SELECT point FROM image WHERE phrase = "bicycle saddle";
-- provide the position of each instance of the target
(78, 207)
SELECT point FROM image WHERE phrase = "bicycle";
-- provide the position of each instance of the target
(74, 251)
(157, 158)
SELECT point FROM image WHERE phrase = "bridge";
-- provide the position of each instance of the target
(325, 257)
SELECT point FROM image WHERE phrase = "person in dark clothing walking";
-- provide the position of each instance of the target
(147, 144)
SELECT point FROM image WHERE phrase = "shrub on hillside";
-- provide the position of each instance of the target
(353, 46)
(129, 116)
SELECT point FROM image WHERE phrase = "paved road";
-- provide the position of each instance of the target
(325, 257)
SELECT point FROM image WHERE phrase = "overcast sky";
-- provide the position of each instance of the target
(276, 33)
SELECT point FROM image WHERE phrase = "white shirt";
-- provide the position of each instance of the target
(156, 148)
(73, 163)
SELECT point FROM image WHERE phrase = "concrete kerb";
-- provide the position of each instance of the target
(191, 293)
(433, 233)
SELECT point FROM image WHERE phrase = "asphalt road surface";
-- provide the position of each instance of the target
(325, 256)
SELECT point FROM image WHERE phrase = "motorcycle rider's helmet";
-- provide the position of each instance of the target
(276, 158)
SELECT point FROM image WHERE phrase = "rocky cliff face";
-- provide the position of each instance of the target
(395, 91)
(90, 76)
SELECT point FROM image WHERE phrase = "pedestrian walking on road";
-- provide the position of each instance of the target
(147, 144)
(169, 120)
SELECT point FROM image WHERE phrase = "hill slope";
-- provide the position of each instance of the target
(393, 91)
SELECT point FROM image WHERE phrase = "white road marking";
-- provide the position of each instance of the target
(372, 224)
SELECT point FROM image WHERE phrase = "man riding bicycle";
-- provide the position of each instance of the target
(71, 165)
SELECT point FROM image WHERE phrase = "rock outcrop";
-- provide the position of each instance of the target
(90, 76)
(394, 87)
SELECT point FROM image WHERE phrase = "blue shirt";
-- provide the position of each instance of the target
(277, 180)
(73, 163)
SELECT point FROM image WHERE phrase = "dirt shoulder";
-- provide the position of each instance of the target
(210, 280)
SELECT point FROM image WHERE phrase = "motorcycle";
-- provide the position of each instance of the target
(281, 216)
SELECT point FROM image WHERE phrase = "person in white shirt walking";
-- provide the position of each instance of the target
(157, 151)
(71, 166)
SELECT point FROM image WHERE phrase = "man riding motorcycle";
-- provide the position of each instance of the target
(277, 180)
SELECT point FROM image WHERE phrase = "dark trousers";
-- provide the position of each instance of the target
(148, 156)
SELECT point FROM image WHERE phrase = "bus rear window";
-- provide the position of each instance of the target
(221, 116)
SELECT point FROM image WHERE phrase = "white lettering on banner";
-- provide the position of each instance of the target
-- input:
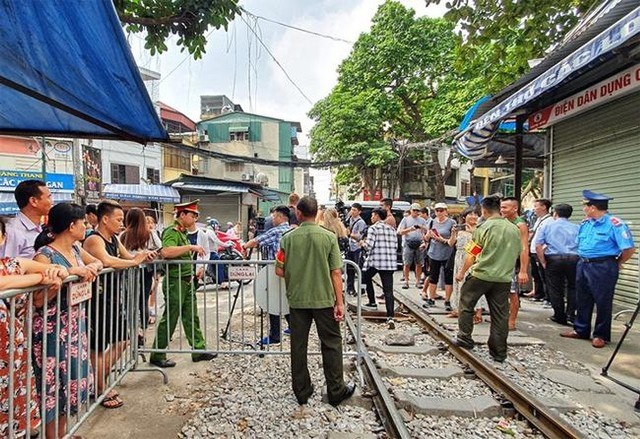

○ ○ ○ ○ ○ ○ ○

## [WHAT YOU SHOULD DO]
Copy every line from the entries above that includes the string "dark". Case counts.

## [COMPLETE ANSWER]
SELECT point FROM image WHERE phrase = "person in dark clothing walking";
SELECT point FROM image WHERE phrase = "dark trousers";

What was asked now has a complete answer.